* PROBLEM STATEMENT *
This task calls for printing every entry exactly.

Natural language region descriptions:
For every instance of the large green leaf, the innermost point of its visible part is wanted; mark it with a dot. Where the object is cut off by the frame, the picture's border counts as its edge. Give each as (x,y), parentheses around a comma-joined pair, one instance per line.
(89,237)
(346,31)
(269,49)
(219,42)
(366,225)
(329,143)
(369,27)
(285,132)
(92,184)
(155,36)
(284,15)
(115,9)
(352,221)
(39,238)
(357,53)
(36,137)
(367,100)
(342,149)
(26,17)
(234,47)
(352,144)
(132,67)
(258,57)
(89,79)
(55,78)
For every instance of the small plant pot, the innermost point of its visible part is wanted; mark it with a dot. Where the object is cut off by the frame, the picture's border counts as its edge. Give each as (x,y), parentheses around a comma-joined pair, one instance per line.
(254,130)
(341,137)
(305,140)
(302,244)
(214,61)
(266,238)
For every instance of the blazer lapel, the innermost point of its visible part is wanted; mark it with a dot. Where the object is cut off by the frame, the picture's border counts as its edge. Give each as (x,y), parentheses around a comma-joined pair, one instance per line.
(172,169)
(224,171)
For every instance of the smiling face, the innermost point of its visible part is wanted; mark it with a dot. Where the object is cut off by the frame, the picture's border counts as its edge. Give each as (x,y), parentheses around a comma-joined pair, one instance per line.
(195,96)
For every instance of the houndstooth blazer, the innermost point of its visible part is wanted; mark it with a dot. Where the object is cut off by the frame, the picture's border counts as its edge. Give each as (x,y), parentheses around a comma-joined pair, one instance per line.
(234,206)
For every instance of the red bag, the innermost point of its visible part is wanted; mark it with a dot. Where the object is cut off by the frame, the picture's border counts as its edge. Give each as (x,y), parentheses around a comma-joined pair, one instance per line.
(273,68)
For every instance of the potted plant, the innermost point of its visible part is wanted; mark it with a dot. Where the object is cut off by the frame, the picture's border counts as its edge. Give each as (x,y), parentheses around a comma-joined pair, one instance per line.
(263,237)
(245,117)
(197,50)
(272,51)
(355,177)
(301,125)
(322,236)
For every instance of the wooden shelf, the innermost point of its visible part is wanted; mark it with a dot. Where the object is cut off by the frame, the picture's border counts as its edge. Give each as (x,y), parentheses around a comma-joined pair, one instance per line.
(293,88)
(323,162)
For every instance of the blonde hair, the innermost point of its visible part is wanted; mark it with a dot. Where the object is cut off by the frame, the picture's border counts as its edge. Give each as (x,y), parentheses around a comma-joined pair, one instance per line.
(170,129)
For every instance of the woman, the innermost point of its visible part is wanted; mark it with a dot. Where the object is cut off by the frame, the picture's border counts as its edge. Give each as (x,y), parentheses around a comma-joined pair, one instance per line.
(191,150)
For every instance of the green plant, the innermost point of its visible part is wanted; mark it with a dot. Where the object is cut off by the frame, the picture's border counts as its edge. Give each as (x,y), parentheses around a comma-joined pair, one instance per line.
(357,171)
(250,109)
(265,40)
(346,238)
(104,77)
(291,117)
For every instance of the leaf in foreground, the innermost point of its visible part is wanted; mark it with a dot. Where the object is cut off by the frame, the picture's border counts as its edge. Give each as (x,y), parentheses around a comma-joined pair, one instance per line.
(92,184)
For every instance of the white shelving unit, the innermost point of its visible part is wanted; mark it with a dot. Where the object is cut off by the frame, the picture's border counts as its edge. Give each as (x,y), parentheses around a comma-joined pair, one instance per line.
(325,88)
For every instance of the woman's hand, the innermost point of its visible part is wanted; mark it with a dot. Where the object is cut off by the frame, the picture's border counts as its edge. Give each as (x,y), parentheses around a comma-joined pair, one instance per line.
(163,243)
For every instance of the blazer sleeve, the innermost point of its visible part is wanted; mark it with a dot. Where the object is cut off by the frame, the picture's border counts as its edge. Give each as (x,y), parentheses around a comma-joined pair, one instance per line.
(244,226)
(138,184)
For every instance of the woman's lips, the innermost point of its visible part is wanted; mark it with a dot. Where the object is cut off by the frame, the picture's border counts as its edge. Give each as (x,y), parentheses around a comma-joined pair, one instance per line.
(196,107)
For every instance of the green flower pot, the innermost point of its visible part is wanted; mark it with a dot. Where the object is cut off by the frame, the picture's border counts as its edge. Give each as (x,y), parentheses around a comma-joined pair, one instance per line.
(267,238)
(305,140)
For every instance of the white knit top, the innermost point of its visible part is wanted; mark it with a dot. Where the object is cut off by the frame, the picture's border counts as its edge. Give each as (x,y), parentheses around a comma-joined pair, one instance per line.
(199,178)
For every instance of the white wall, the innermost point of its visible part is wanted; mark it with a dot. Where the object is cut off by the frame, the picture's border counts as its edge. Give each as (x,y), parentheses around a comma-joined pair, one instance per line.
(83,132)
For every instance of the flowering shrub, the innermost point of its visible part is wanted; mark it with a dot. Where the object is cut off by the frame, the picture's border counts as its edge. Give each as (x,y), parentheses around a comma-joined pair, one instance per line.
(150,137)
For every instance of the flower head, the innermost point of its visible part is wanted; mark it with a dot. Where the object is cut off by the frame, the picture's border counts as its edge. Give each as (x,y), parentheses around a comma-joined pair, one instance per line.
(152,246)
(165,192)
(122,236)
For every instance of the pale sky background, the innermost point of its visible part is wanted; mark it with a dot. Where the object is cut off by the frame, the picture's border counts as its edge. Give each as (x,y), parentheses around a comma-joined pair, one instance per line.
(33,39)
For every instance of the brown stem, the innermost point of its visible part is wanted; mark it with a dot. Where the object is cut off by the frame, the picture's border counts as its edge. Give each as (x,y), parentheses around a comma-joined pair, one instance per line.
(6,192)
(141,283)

* REPLY TO THE TASK *
For every instance of the large green leaf, the innermost point of its visible part is wanted; mark it with a dot. Where the object is cut off by the frame, the picture's border counts as its edge. Give each as (x,y), parentheses around a comma-joined pair, one instance per line.
(89,237)
(346,31)
(269,49)
(219,42)
(366,225)
(329,143)
(369,27)
(285,132)
(92,184)
(155,36)
(284,15)
(115,9)
(352,221)
(39,238)
(357,53)
(36,137)
(367,100)
(342,149)
(26,17)
(234,47)
(352,144)
(132,67)
(258,57)
(89,79)
(55,78)
For every instance of the small plant pot, the innermost point of its visible part is wanted; mark it with a dot. Where the object is cut off by the frame, the picture's border counts as its edge. Give each as (x,y), parentheses around a comma-joined pair, one instance per line.
(254,130)
(341,137)
(305,140)
(302,244)
(214,61)
(266,238)
For every instance of the blazer lapel, the innermost point of its visible part is wanted; mark it with a dot. Where the object is cut off by the frame, the picture's border counts as its edge. Give each as (x,y), parentheses around a comma-joined pair, one instance per line.
(172,169)
(224,171)
For every instance of the smiling face, the innermost point of its visible part is wanted; mark it with a dot. Where the object is cut off by the frame, the picture's border counts as its edge. Give each as (x,y), parentheses around a comma-joined pair, one instance per line.
(195,96)
For every instance of the houndstooth blazer, the innermost point of its visible part is wanted; mark it with a dot. Where the object is cut off by the frame, the picture's border counts as its edge. Give each as (x,y), parentheses around a comma-joined pair, one instance per line.
(234,206)
For every instance of the red bag, the innermost point of its visible part is wanted; mark it with a dot. Where the object is cut off by the frame, the picture's border counts as its edge. Give each as (x,y), parentheses around a comma-joined pair, one instance per line.
(273,68)
For every instance of the potted plant, the innermost point of its visible part is wanted; mark it with a dot. Where the object is cut off by the frame, the picture's border counts as its edge. Give each as (x,y), parentheses around a comma-joined pair, one instance per line.
(263,237)
(245,117)
(197,50)
(272,51)
(355,177)
(301,125)
(322,236)
For every instance of the wooden shelf, the innermost point of its visible part is wanted; mark it with a dot. Where the object is cut off by the frame, the picture's border counts as its edge. Give each as (x,y), parentheses around a comma-joined pair, one instance per line.
(293,88)
(323,162)
For every instance of the blonde hair, the innermost point of its visible part is wanted; mark it with a dot. Where the object is cut off by the frame, the picture's border counts as its edge. Give each as (x,y), parentheses around a comma-joined pair, one instance per line.
(170,129)
For every instance of the woman, the innermost point of its visible part is wanted; mark it with a dot. Where the object is cut off by the frame, the picture's border counts as its edge. Give each as (x,y), parentheses around a comma-joined pair, one instance per line.
(191,150)
For every instance of the green plant, the innermost point of its visible part is wanted; mark it with a dot. Where the object is cut off by the frame, the picture's border counts as its edge. Give each as (x,y), parentheses around a comma-joined pair, one instance per line.
(357,171)
(250,109)
(265,40)
(346,238)
(104,77)
(291,117)
For every instance of the leaf in foreground, the innermost point of its visible part is wanted; mark it with a dot. Where the object is cut off by the frame, the picture's border counts as its edge. Give each as (x,y), parentheses around a comma-joined pair, one instance per line.
(92,184)
For every instance of the white shelving unit, the innermost point of its visible part is wanted; mark it with a dot. Where the object is cut off by the frame, the picture's border counts as its edge. Give each as (x,y), parentheses around a comma-joined pair, one instance per line.
(325,88)
For every instance of the woman's hand, the innermost point of its visible part is wanted; mark it with a dot. Where the object is cut off by the frame, the picture's border counts as its edge. Give each as (x,y), parentheses around a comma-joined pair, one instance per line.
(163,243)
For every instance of the blazer sleeve, the innermost point of its visible part is wanted; mark it with a dot. Where the object is cut off by the frame, the picture's border counts as its edge. Give each as (x,y), parentheses around a comma-joined pair, one instance per line.
(244,226)
(138,184)
For every instance of the woman's lips, the innermost point of its visible part is wanted; mark it with a dot. Where the object is cut off by the frame, the picture's border counts as its edge. Give each as (x,y), parentheses around a comma-joined pair, one instance per line.
(196,107)
For every instance of the green flower pot, the innermost point of its visible part is wanted; mark it with a dot. Where the object is cut off by the frame, the picture's border counts as its edge. Give each as (x,y), parentheses around a comma-joined pair, one instance per line.
(267,238)
(305,140)
For every instance of the white knit top, the innermost point of its visible part is wanted; mark it with a dot. Where the object is cut off by the frame, the picture's border counts as its edge. Give each as (x,y), parentheses around a comma-joined pair, one instance per line.
(199,178)
For every instance of the white wall, the innermost point of its visible part is wanted; mark it with a dot. Where the object is cut off by the frame, the picture's border counts as its edge. Give each as (x,y), parentheses around a comma-joined pair, one instance per line.
(83,132)
For every instance of the flowering shrub, the innermost point of its visible part is wanted; mark it with a dot. Where the object is cut off by the frame, the picture's border counts as its edge. Give each as (x,y), parentheses around a comma-joined pair, one instance per line.
(150,137)
For every instance of the flower head, the innermost point of its visible part is wanted; mark it with a dot. Where the object is cut off by the frame, the picture's border counts as its edge. Give each as (x,y), parentheses around a comma-joined pair, one instance per line.
(152,246)
(165,192)
(122,236)
For every instance of the pale sky background, the innermost point of its visible part is wanted; mark it with a dot. Where the object is cut off by the frame, the picture's border counts as its edge. Give each as (x,y), parentheses around a comma-joined pair, one instance per line.
(33,39)
For every instance of the brown stem, the innermost point of its visible part is wanted; mark it with a dot. Where the object is cut off by the frame, the picture's border counts as its edge. Give each as (x,y), parentheses around a comma-joined pair, one instance per line.
(6,192)
(141,283)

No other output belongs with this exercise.